In his August 2003 column, Al Stevens attempted to explain the export feature of C++ templates. To clarify:
- Templates as macros. If you wanted to provide a one-sentence description of C++ templates to someone who is not familiar with C++, you could, as Al did in his column, say they are like macros that expand to class or function definitions. But like all one-sentence descriptions, it's not adequate.
- Unlike macros, templates are part of the C++ type system. You can partially specialize class templates. You can overload function templates. The compiler often is required to infer the types involved in creating a template instance. I don't think these characteristics of templates can be explained or understood as macros.
- Template function instances generated as static functions. Some implementations take this approach, but it violates the C++ language definition. A conforming implementation must ensure that exactly one copy of a needed instance exists in the entire program. You could take the address of the function in two different compilation units, and the addresses are required to compare equal.
- Al speculates that since the compiler cannot know how many times an instance might be generated in the whole program, it must generate them as static functions. He wonders if any smart linkers are available that would discard duplicates. In fact, making template instances global and avoiding duplicates is probably the most common implementation, apart from g++.
- Two approaches in common use: 1. Generate an instance as global, but mark it in a way the linker recognizes as "duplicates allowed, discard all but one." Borland C++ 1.0 (about 1988) had this feature for ensuring unique copies of inline virtual member functions. 2. Generate instances as global in a "repository," or "cache." Before generating an instance, see if it is already in the cache. When linking the program, get needed instances from the cache. The first C++ compiler having templates (Cfront 3.0, about 1993) used this method.
- The problem of duplicate instances was thus addressed by many compilers before the export feature was introduced in C++.

Region annotation entries
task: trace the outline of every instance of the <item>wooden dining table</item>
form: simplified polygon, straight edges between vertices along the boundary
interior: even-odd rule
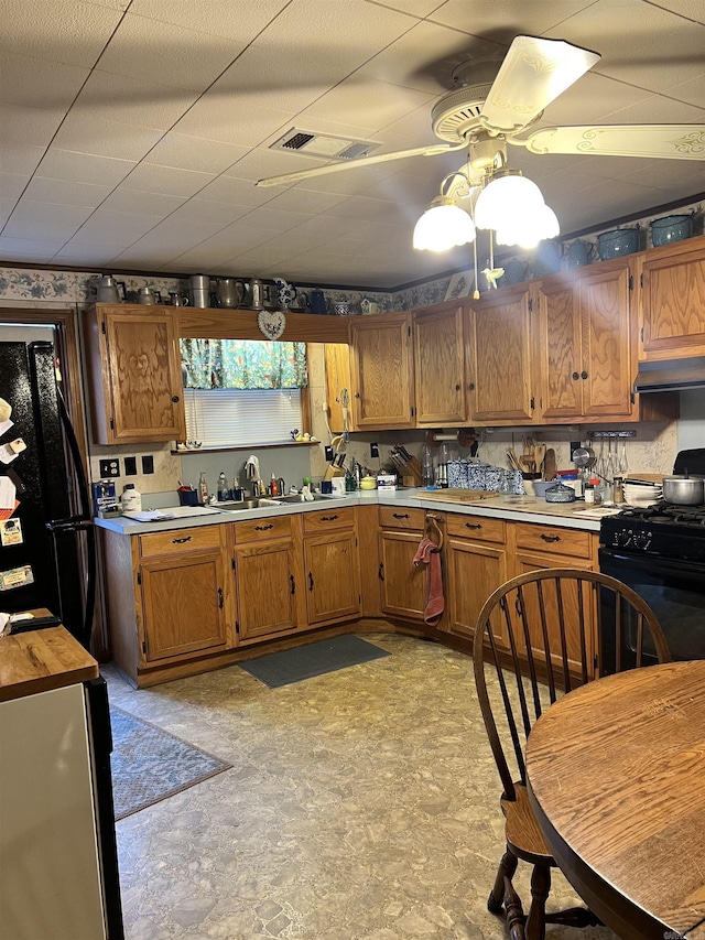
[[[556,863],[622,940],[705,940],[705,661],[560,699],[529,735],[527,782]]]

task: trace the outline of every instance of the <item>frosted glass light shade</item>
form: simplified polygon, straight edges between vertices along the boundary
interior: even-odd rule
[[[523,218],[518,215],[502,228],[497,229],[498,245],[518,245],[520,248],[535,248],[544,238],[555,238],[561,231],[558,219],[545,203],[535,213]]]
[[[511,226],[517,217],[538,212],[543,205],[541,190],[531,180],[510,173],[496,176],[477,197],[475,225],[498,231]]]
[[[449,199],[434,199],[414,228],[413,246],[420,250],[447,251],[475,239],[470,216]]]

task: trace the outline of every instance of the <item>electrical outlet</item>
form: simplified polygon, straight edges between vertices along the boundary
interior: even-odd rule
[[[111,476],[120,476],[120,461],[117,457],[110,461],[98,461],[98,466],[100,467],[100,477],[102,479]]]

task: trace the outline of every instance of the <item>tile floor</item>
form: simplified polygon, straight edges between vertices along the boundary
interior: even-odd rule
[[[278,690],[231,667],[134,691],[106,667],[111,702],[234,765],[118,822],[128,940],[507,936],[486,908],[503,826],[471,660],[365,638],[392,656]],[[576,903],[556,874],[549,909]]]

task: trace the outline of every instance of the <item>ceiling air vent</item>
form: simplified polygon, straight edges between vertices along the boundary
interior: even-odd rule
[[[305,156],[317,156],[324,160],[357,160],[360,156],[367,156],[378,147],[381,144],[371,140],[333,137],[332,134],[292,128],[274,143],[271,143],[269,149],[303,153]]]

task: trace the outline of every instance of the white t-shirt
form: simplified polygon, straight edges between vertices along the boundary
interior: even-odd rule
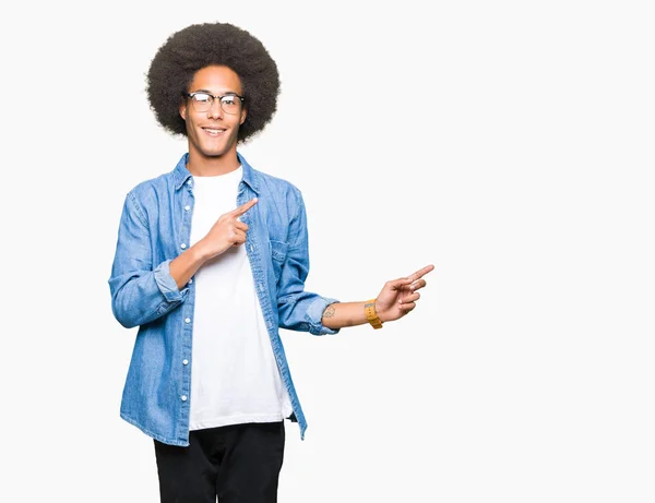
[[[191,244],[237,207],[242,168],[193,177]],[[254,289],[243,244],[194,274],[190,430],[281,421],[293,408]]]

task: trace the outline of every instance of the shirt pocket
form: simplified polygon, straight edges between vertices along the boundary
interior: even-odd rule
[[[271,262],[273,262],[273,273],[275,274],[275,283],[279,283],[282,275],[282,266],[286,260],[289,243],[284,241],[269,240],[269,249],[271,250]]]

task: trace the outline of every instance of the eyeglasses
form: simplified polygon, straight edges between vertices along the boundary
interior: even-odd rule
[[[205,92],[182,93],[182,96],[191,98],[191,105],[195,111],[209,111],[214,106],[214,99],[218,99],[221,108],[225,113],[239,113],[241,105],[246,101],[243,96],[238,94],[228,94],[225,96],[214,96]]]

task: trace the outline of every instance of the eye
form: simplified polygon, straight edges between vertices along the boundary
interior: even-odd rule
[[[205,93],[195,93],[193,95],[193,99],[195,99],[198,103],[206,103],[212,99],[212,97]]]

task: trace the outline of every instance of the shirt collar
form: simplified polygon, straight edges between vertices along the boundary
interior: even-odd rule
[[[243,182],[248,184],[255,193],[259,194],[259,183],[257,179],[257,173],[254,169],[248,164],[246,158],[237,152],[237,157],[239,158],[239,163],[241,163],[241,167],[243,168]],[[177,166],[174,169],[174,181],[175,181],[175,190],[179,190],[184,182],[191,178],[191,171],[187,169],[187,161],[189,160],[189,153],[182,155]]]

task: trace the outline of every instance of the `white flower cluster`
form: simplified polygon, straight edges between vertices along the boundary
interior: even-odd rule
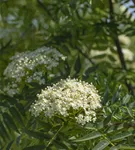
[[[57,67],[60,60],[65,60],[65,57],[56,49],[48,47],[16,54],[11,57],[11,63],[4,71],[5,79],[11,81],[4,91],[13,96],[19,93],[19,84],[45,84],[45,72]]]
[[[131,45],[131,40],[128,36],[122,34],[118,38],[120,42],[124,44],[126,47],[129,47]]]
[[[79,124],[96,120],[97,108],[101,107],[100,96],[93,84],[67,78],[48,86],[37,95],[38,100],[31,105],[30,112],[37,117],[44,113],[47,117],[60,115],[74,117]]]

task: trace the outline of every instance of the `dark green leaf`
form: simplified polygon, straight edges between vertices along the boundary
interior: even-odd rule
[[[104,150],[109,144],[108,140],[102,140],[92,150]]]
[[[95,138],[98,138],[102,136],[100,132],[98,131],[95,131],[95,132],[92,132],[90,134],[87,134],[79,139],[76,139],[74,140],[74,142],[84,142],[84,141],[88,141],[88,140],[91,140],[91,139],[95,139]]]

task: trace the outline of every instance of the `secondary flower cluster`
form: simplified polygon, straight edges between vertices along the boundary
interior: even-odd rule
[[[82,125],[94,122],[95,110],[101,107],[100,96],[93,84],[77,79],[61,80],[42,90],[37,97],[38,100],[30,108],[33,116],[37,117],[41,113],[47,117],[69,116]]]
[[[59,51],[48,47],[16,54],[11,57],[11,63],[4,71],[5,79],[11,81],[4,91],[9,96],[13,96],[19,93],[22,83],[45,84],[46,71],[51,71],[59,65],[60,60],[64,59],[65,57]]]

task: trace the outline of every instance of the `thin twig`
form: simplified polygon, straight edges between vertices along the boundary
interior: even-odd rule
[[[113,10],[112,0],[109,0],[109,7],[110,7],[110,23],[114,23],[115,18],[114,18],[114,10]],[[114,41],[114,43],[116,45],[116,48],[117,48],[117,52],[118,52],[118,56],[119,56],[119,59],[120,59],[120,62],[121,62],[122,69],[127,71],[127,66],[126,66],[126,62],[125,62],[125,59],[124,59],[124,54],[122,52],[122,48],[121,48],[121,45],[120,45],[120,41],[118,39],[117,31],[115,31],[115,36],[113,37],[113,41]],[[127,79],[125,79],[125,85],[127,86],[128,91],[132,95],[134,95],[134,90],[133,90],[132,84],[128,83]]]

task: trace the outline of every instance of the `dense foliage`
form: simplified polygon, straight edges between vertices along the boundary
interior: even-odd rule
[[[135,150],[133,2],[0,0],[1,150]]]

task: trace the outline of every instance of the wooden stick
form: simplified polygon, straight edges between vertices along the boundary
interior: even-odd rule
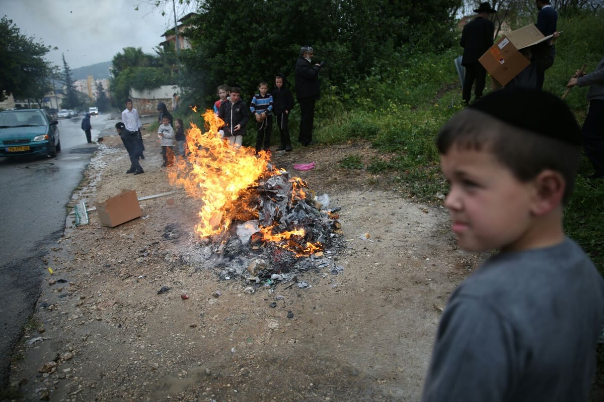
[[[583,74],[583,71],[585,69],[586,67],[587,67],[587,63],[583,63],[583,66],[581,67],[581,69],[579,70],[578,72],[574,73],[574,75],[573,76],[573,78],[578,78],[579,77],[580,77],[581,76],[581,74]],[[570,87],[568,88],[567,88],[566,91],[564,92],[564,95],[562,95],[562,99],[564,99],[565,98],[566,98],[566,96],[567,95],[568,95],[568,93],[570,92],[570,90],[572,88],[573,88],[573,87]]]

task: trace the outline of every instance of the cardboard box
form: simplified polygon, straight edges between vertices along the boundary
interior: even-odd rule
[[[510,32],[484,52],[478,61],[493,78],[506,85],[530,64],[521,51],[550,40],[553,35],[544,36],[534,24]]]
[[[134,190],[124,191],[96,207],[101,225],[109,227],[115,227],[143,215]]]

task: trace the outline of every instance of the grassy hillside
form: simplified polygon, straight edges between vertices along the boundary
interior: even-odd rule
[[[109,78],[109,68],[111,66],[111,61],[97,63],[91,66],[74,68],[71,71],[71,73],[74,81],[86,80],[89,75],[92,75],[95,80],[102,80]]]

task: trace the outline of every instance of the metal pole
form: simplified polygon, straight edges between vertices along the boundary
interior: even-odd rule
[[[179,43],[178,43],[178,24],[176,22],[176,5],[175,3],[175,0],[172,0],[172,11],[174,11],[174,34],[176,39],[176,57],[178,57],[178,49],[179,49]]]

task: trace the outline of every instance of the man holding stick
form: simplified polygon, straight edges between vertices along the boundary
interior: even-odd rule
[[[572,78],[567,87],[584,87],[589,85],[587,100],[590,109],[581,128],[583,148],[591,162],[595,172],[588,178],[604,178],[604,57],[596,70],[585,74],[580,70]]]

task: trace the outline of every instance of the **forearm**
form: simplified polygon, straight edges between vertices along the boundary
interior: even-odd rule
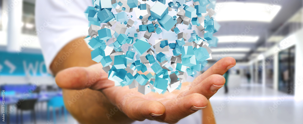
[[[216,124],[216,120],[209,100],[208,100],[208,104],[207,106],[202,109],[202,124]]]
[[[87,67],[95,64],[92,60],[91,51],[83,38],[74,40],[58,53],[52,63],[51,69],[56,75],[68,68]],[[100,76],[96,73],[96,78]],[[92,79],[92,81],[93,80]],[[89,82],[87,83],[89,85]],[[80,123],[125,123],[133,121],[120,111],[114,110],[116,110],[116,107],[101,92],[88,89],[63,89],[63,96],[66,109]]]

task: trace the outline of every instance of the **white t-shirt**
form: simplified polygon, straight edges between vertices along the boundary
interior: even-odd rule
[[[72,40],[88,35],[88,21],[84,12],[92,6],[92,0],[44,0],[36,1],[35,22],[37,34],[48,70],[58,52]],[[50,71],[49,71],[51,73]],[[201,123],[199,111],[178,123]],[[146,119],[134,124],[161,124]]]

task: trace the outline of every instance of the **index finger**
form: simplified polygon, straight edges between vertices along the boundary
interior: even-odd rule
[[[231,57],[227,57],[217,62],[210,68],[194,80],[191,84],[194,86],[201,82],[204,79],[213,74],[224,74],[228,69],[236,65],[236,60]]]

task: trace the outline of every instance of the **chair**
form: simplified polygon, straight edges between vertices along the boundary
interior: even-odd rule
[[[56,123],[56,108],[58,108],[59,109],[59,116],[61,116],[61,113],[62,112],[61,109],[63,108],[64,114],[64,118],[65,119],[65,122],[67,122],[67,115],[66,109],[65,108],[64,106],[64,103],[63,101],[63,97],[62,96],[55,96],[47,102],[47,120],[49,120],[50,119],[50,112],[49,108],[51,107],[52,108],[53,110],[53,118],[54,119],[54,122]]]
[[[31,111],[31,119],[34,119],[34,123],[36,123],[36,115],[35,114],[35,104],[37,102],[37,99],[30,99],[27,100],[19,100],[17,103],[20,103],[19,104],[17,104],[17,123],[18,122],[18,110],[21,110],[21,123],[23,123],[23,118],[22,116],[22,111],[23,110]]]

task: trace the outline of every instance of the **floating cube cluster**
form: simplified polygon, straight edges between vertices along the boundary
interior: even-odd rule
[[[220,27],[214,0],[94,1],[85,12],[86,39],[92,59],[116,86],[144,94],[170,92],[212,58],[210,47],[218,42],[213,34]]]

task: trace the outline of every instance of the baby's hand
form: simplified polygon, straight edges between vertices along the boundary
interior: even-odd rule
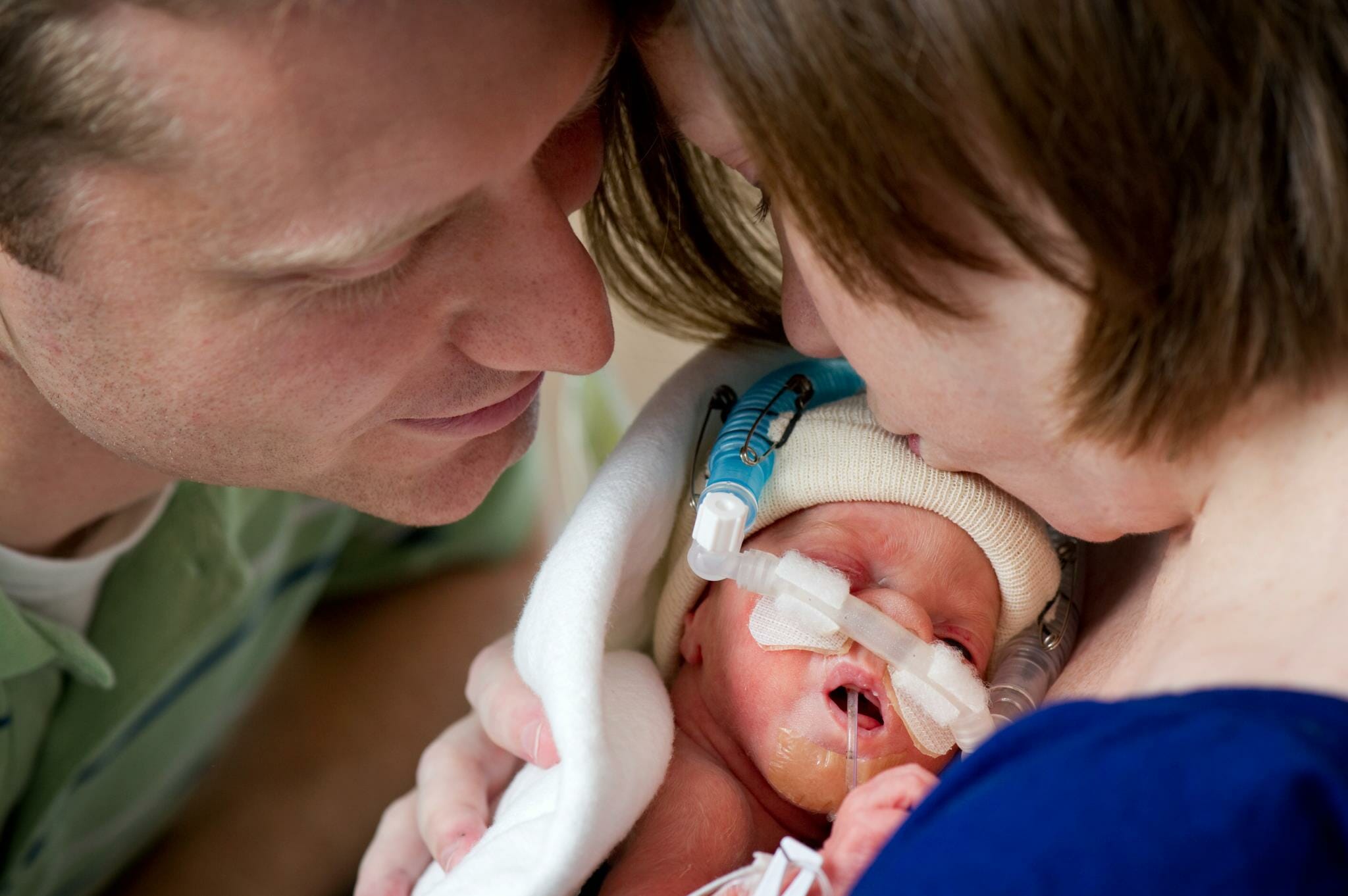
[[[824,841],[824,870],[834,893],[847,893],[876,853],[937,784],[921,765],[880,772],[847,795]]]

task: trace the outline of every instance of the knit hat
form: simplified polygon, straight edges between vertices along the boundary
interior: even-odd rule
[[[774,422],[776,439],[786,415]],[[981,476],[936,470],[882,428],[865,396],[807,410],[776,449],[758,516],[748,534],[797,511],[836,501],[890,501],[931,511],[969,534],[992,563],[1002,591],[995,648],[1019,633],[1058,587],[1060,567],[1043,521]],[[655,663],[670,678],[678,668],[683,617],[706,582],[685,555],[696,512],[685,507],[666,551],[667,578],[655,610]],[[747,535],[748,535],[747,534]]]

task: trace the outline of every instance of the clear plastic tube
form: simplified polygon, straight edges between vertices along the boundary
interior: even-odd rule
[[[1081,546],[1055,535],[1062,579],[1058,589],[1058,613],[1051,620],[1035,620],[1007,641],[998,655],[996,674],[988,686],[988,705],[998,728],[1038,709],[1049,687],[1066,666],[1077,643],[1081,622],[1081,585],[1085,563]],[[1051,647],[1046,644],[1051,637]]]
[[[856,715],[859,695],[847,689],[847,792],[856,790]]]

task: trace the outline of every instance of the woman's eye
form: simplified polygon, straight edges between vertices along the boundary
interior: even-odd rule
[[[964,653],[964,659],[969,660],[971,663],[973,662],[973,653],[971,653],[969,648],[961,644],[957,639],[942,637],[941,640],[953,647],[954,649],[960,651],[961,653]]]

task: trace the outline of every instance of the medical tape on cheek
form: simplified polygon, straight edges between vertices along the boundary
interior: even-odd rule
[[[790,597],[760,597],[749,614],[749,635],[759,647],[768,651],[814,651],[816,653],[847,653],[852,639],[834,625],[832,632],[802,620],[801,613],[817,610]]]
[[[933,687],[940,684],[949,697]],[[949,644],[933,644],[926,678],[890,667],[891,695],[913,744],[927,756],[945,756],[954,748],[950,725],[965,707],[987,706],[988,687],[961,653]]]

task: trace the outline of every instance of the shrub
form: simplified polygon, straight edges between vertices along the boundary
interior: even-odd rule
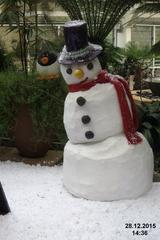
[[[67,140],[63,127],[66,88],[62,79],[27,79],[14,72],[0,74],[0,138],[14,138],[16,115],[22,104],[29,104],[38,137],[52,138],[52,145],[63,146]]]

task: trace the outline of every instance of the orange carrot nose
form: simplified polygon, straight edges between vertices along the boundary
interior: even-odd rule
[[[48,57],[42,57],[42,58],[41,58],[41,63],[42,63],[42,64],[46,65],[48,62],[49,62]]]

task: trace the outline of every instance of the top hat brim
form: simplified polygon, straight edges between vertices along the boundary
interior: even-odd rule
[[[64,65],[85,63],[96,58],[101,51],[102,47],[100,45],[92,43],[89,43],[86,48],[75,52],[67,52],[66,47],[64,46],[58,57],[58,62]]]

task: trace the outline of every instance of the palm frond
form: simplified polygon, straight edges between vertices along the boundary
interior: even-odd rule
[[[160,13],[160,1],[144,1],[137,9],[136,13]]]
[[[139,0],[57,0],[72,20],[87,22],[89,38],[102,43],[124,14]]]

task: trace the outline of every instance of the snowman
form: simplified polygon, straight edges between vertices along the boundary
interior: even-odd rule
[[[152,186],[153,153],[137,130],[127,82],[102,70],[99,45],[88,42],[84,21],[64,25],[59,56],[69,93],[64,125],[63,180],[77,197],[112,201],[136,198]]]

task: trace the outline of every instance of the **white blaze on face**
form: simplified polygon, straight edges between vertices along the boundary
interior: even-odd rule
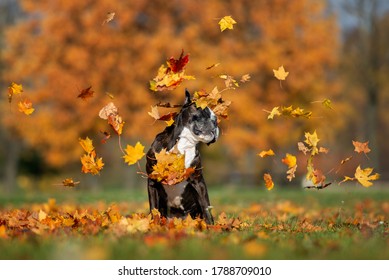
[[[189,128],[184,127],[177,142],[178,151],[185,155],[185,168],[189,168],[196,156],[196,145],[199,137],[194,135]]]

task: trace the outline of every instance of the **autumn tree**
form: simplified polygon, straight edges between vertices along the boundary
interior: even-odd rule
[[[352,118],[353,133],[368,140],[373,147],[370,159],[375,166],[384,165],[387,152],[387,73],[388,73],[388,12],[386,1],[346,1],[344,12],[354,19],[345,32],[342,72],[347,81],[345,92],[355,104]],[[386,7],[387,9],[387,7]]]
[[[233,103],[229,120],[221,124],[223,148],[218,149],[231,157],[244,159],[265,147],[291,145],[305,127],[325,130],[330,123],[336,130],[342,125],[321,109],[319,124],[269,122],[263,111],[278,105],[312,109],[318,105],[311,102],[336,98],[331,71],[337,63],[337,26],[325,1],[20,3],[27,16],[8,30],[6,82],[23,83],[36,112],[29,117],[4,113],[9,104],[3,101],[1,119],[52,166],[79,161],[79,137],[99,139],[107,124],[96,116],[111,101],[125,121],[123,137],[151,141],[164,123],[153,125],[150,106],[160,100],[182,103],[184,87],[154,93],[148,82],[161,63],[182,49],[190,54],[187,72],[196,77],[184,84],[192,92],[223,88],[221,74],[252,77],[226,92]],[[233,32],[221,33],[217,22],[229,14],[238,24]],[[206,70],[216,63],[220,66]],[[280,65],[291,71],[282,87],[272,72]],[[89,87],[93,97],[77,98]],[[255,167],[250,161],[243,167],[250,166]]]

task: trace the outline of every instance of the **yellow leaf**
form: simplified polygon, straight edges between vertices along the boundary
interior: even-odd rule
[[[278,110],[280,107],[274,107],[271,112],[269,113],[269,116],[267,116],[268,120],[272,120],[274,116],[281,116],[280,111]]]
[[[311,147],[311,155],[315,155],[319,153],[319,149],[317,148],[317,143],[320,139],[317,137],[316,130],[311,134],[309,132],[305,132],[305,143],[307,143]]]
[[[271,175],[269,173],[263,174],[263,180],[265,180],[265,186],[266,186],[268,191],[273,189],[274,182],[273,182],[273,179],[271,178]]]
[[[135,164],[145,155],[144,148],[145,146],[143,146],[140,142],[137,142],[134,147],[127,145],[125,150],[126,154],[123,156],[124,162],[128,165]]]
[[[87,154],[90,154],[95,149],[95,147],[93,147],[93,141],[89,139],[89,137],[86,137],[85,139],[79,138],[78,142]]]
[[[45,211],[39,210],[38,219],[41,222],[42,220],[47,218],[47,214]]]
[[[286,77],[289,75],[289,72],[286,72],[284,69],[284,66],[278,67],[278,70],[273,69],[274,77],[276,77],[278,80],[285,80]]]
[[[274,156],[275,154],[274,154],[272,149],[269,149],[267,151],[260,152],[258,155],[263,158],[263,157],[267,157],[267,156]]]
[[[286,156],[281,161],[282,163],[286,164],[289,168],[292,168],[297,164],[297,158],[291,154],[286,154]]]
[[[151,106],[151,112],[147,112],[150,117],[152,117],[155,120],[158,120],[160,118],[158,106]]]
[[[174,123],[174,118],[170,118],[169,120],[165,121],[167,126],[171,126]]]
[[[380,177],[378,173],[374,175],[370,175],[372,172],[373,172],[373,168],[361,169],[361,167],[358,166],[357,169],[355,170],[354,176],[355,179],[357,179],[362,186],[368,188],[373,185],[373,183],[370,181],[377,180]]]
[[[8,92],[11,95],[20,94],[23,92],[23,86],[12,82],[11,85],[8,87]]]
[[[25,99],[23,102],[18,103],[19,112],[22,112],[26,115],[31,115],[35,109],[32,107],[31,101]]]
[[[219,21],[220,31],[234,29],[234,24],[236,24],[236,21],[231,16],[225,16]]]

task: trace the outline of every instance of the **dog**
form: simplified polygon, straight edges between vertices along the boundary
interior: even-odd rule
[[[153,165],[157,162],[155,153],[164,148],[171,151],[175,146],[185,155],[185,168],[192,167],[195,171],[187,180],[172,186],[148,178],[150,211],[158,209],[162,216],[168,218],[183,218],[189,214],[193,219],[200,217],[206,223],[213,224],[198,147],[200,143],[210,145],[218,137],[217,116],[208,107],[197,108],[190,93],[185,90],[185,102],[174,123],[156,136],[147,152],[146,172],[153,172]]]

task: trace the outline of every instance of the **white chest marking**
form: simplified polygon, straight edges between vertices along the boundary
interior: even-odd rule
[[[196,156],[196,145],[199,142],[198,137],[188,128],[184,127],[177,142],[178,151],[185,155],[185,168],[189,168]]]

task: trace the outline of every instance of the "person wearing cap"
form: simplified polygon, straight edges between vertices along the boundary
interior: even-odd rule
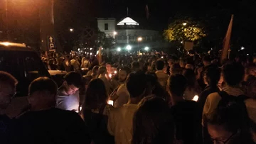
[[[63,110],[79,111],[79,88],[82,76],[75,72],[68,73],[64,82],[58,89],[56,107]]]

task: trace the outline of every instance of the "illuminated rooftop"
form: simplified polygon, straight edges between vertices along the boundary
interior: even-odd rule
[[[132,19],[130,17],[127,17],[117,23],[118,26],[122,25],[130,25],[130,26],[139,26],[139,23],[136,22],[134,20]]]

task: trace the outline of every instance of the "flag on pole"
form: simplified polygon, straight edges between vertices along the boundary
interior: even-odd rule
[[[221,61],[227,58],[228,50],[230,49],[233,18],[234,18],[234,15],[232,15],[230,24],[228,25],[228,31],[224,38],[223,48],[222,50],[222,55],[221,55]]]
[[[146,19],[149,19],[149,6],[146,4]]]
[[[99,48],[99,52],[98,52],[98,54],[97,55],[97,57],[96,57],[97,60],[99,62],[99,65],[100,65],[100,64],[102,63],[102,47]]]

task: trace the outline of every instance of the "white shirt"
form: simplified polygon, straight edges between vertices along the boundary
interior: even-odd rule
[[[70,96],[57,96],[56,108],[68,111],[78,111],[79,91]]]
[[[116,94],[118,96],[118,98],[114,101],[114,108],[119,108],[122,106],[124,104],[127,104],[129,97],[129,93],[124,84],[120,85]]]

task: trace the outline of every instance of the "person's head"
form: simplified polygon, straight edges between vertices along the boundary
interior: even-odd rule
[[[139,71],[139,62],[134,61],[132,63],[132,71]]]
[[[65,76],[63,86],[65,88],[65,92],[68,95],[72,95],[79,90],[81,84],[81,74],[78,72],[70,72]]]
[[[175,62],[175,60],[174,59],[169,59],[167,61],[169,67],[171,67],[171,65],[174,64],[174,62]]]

> _TASKS AND EXERCISES_
1. Based on the text about C++ templates, say whether each statement agrees with it. Answer yes or no for each, and quote the deciding words. (a) Cfront 3.0 was the first C++ compiler with templates, and it used the repository or cache method. (b) Generating template function instances as static functions conforms to the C++ language definition. (c) The writer thinks the characteristics of templates can be explained or understood as macros.
2. Pull out every line in the entries that contains the string "leaf".

> _TASK-BY-TASK RESULTS_
1.
(a) Yes: "The first C++ compiler having templates (Cfront 3.0, about 1993) used this method."
(b) No: "Some implementations take this approach, but it violates the C++ language definition."
(c) No: "I don't think these characteristics of templates can be explained or understood as macros."

2.
task: trace the outline of every instance of the `dark green leaf`
task: trace the outline of every instance of the **yellow leaf**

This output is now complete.